REQUIRED TASK – Copy all of the records below, swapping "pixel coordinate" for "image coordinate" wherever it appears and changing nothing else. Leave the pictures out.

GIVEN DATA –
####
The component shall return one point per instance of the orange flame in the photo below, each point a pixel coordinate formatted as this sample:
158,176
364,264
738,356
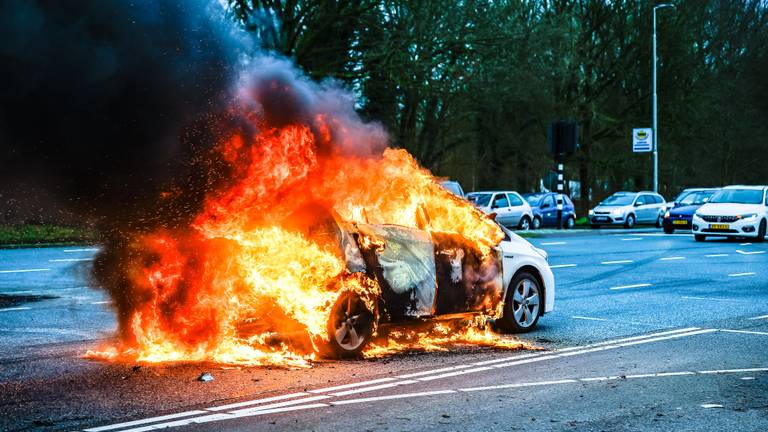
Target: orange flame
244,284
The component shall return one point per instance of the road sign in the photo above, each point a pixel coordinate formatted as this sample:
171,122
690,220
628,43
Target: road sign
642,140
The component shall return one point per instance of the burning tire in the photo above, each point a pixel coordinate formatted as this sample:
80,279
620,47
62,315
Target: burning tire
350,326
522,306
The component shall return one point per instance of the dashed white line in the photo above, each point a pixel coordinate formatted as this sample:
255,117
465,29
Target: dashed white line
23,270
14,309
71,260
749,253
630,286
589,318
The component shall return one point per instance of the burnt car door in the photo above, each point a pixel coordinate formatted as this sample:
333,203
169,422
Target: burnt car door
467,280
402,260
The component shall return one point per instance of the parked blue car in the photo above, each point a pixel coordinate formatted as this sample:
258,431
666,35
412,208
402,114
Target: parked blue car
544,208
685,205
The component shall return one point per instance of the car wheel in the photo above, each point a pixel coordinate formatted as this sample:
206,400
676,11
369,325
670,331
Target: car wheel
630,222
525,223
536,223
570,222
350,326
761,232
523,304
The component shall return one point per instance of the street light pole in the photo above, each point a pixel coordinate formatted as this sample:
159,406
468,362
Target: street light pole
655,115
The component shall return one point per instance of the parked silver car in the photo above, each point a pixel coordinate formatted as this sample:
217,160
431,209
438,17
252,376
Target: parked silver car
510,207
628,209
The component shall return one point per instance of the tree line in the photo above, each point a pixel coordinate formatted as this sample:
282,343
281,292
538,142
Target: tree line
468,87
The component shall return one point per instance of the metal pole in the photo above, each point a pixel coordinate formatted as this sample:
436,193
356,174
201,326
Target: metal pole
655,128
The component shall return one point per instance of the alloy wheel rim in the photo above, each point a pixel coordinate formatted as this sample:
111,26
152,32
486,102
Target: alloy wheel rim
525,302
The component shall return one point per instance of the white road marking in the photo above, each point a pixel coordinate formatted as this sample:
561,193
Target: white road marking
257,401
630,286
749,253
562,266
145,421
71,260
23,270
352,385
14,309
744,332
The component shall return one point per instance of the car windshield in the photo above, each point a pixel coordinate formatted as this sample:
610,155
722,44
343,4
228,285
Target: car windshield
738,196
481,200
695,198
533,199
616,200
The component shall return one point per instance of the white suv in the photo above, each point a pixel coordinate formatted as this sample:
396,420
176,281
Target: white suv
734,211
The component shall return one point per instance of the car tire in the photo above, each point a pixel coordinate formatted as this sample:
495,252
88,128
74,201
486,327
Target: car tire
536,223
525,224
570,222
761,232
630,222
523,304
350,326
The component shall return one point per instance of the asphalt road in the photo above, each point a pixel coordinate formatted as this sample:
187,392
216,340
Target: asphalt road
649,332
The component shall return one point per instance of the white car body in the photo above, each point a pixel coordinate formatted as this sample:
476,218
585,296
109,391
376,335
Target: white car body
640,207
511,209
735,218
517,255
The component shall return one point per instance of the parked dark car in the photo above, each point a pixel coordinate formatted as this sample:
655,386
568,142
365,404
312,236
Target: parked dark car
683,208
544,208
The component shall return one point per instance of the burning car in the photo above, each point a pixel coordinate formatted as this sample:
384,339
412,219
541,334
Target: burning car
427,275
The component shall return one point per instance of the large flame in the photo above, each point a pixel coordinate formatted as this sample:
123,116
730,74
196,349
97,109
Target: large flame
244,283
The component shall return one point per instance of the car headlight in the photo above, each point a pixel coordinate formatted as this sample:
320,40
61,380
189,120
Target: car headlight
747,216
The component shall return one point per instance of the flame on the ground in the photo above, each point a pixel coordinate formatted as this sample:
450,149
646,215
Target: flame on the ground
245,283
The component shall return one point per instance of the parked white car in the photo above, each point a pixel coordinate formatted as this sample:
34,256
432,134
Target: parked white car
734,211
511,209
628,209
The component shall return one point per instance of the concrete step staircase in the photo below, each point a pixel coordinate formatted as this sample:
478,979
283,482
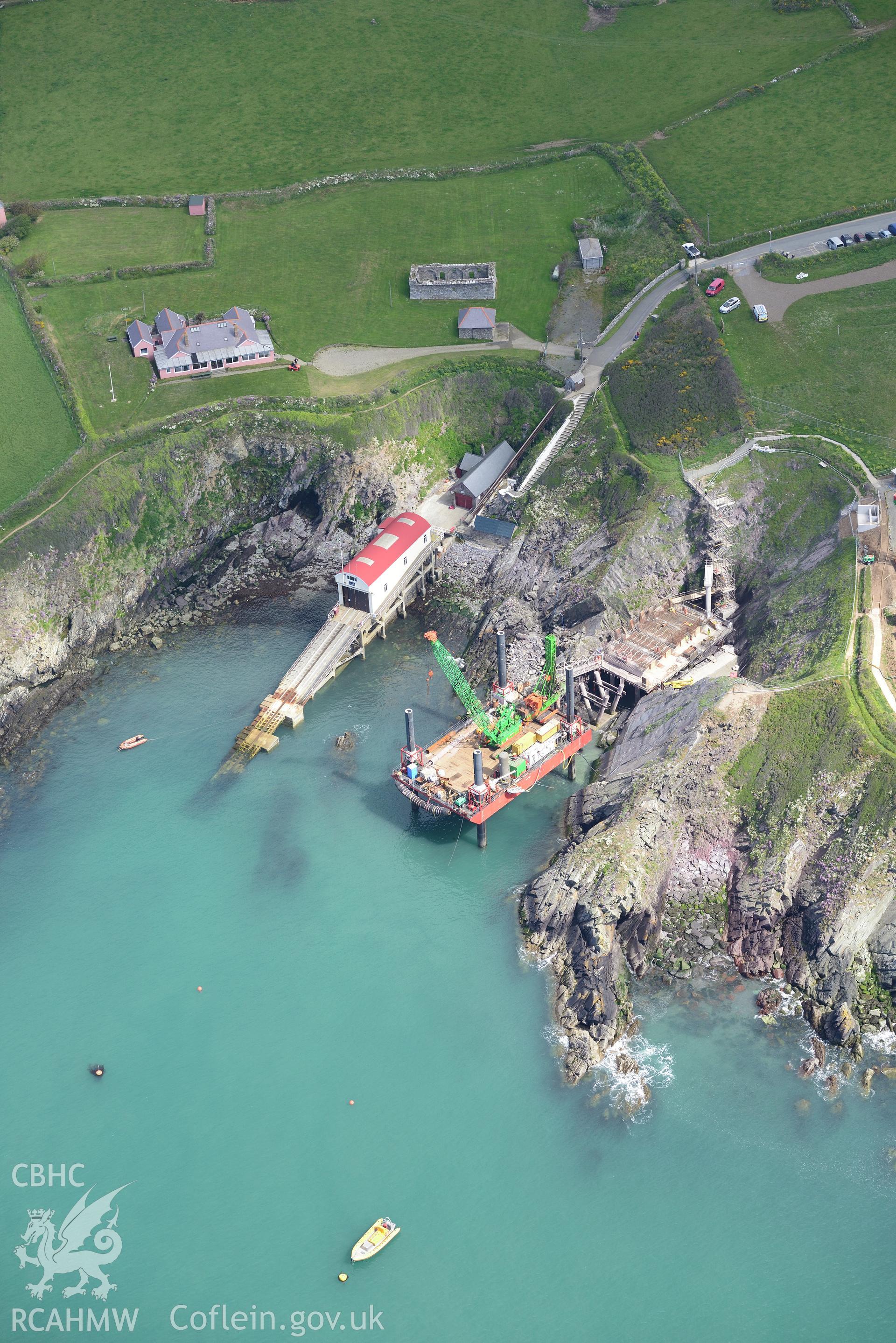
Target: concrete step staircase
553,448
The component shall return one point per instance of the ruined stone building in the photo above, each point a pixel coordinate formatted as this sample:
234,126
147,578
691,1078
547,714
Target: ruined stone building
462,281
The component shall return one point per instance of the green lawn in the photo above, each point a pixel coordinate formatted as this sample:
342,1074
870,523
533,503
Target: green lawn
322,267
831,359
109,96
37,433
817,143
80,241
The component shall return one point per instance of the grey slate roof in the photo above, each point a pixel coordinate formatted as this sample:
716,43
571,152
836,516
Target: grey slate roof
491,469
476,319
139,331
590,249
234,333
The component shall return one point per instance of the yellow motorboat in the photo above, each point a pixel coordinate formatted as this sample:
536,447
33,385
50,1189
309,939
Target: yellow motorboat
371,1243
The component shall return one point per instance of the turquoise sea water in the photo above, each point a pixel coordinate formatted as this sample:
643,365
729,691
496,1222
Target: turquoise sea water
347,953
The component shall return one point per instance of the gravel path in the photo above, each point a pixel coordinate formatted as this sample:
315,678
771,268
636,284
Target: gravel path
780,297
347,360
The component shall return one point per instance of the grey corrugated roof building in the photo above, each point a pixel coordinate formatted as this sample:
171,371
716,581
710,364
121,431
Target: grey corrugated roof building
484,475
139,332
590,253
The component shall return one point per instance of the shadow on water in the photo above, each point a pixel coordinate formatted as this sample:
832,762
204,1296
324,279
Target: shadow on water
281,863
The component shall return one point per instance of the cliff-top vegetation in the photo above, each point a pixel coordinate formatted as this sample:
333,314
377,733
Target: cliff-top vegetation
676,388
35,429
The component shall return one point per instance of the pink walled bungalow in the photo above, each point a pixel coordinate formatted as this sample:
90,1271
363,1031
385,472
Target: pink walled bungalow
181,350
####
SOLUTION –
The component shall return one point per instance of the orange flame in the photo below, each point a image coordinate formatted as this sample:
158,176
364,264
738,356
Target: orange flame
244,284
The component shall return one point per instance of the road sign in the photo above, each point a image coordinate formatted as this sample:
171,122
690,220
628,43
Target: road sign
642,140
The component shall return one point per instance of the burning tire in the photo above, each point a image coordinate formatted as this sample:
80,279
620,47
62,315
Target: burning tire
350,326
522,306
The component shall return one point per instance of the dashed white line in the photo above, each point a image coordinate formatted as this sample:
255,117
465,29
Target: dashed white line
23,270
14,309
71,260
749,253
630,286
589,318
The component shall return one point per instance of the burnt car door in the photo above, each point a image coordinate formatted as this sample:
333,203
169,422
Target: burnt car door
467,280
402,260
The component shall return one point per instance of the parked blue car in the photo above, each point a image coordinate formatted as this sample:
258,431
666,35
412,208
402,114
Target: parked blue car
544,208
685,205
The component shall return one point per instance of the car wheel in the photo above, each point a image coordinate formatted as this sample:
206,400
676,11
369,325
670,331
Target: car wheel
630,222
525,223
536,223
570,222
350,326
761,232
523,304
The component shall return one point per instance of the street light pole in the photo above, each point a image coordinate formatted as this sample:
159,406
468,362
Target: street light pole
655,115
The component shall return one point per instance of the parked silver car in the photo above, each point a image coordinate formatted as this sample:
217,160
431,209
438,17
252,376
Target: parked silver car
510,207
628,209
The component shall return one point per instance of the tree line in the photo above, each point a image coordinate formatted as this sample:
282,343
281,292
538,142
Target: tree line
468,87
The component shall return one point per instance of the metal pole in the photo above, each point a image coordinate formatted as this sample:
436,193
356,174
201,326
Target: metal pole
655,128
The component shall return one point per instance of the alloy wheel rim in the photo above, each point a image coordinate formatted as this sample:
111,26
152,32
486,102
Target: alloy wheel rim
525,302
The component shall return one point per instance of the white road marking in the photo above, each point a image coordinate formatted as this sample:
561,193
Target: white road marking
257,401
630,286
749,253
562,266
145,421
71,260
23,270
352,385
14,309
744,332
The component shall return one point per instance of the car windshield in the photo above, each point a image coordinate formatted as this sample:
610,155
722,44
343,4
228,285
Target: car windshield
738,196
481,200
695,198
533,199
616,200
The component shall return one point per instance of the white suv in the photo above, each point a image coordinate formatted as this sample:
396,420
176,281
Target: white suv
734,211
The component shall return one point per instance of the car tire in the photo above, each point a image coordinate formatted as this sample:
495,252
88,128
74,201
486,327
Target: car tire
536,223
525,224
570,222
761,232
630,222
523,304
350,326
The component shall return one point per instance of the asphalt road in the photo above, each point a image coordinate formatted as this sample:
187,392
216,340
Target: asphalt road
649,332
The component shall return one point per instance of the white car body in the photo above, each point a image coordinate formatted as this sample:
476,218
585,296
109,391
376,335
Target: white car body
640,207
511,209
735,218
517,255
The component shall return one point per instance of the parked dark car in the photo above, each point a image coordinate formatted as this sample:
655,386
568,142
365,404
312,236
Target: parked dark car
683,208
544,208
The component shall return one point per instance of the burning car in the photo above, each point a image coordinate formatted as this sample:
384,339
412,219
541,334
Target: burning car
427,275
The component shall return one point per instance of the large flame in the photo above, each point a image coordinate formatted as this sample:
123,116
730,74
196,349
97,109
Target: large flame
244,283
The component shall return one point per instance of the car headlight in the photo above, each point a image coordinate formatted as this sample:
320,40
61,380
189,120
Target: car headlight
747,216
The component shall return one point per instance of the flame on the ground in the photo above, each point a image coordinate formatted as this sample:
450,149
646,215
Target: flame on the ground
245,283
The component shall return one point per instance of the parked white car in the photo above, each point a image coordinate formatted as this sample:
34,256
432,134
Target: parked white car
734,211
511,209
628,209
The component shall return one point per instance of the concrete step staircase in the photo below, each point a image coordinate formatted as this sample:
478,979
283,482
Target: concrete step staircase
553,448
The component shall return one point per instance of the ruined stone building in the photo above, each point a image coordinate formatted as this sample:
234,126
147,578
691,1078
547,714
Target: ruined stone building
462,281
The component shall return one point per instance of the green lawn in the photo above, each point a image coordinate formatted as this sample:
342,1074
870,523
533,503
Target: green lawn
322,267
831,359
109,96
37,433
817,143
80,241
The component shall return one point per instance of the grey slate roof in the photo above, each point a image coordinate formatted as this sample:
716,43
571,152
836,516
Target: grey slate roof
491,469
476,319
139,331
590,249
234,333
The component shall return one point per instance of the yellow motorboat in the photo above, each point a image coordinate formatted as this sample:
536,447
33,385
50,1189
309,939
Target: yellow motorboat
371,1243
The component shall return one point per instance of the turquoise sea water in the photo above, each point a image coordinate formatted as this sample:
643,365
729,691
496,1222
Target: turquoise sea water
347,953
The component shall return one point per instance of the gravel path in the photo above, each point a image coordinate formatted as this sample:
315,678
771,268
636,284
Target: gravel path
780,297
347,360
The component shall return one point per instance of the grey corrugated roof building in the photo above, each point a image coordinate formatted as this sample:
171,371
716,581
710,364
121,431
Target: grey corrugated roof building
484,475
139,332
590,253
The component shall return one point per instance of the shadow on water in the photo above, each point a image coordinate formatted as this sample:
832,762
204,1296
324,279
Target: shadow on water
281,863
The component shall return one point per instance of the cliff-top vegetation in the photo above, each point a image coordinate formatted as this sample:
333,314
377,733
Target: cliff-top vegetation
676,388
35,429
The component shall return one point per instance of the pink walled bungalow in the photo above, each point a image coordinate formatted as this sample:
90,1271
363,1031
385,472
Target: pink walled bungalow
181,350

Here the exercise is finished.